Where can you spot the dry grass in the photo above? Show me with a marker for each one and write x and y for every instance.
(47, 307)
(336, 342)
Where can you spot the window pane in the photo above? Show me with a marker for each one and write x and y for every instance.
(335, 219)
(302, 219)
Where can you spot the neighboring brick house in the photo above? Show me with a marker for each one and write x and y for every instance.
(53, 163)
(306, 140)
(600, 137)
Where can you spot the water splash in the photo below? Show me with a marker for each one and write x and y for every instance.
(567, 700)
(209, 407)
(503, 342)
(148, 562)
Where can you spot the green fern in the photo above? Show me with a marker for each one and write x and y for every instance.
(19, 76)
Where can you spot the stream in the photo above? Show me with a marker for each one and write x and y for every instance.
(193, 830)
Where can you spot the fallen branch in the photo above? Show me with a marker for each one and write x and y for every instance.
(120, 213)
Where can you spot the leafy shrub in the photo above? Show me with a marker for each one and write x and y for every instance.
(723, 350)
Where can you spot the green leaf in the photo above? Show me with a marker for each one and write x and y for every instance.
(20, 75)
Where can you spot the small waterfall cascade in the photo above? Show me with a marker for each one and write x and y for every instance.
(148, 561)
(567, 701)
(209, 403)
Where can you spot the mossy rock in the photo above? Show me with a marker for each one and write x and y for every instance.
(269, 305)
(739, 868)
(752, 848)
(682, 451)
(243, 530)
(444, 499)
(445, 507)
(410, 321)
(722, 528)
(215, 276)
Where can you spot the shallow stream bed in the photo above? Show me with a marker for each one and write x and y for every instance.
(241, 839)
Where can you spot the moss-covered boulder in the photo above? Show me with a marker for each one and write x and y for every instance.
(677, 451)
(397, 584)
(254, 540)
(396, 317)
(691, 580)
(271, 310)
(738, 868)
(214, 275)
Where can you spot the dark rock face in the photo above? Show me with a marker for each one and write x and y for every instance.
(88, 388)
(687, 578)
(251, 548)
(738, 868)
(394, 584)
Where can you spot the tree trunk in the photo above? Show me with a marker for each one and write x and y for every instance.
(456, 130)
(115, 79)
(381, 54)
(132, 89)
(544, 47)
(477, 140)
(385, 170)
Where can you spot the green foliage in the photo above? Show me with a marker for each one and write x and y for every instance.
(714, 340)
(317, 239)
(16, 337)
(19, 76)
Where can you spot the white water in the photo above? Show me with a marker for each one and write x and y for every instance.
● ● ● ●
Please copy out everything from the line containing "Where can you spot the shallow" down to the end of the material, swapping "boulder" for "stone" and leaving the rest unchanged.

Where can you spot the shallow stream bed in the photo above? Show me with a marker for each one and write x and y for every instance.
(241, 839)
Where can you spot the moss-covered stone in the photo above? Show me with a marker for each one and write x and y for every instance.
(677, 451)
(397, 584)
(254, 540)
(396, 317)
(691, 580)
(271, 310)
(738, 868)
(214, 275)
Where can you spot the dark rock face in the photo above? Show me with a marker for each one and write x and y for every instance.
(88, 388)
(687, 578)
(251, 548)
(738, 868)
(394, 584)
Where can you spot the tree trunk in the photo above? Show me with a marker for each one and write x and y for every instance.
(456, 130)
(115, 79)
(381, 54)
(132, 89)
(544, 47)
(477, 140)
(385, 170)
Where can you spot the green foliage in the photo above? Show me with a marker for each one and write x and y for every instance.
(714, 340)
(317, 239)
(16, 337)
(19, 76)
Where can you spot the white water in the photo above? Show me with a marker for each one and write x and y for every instance.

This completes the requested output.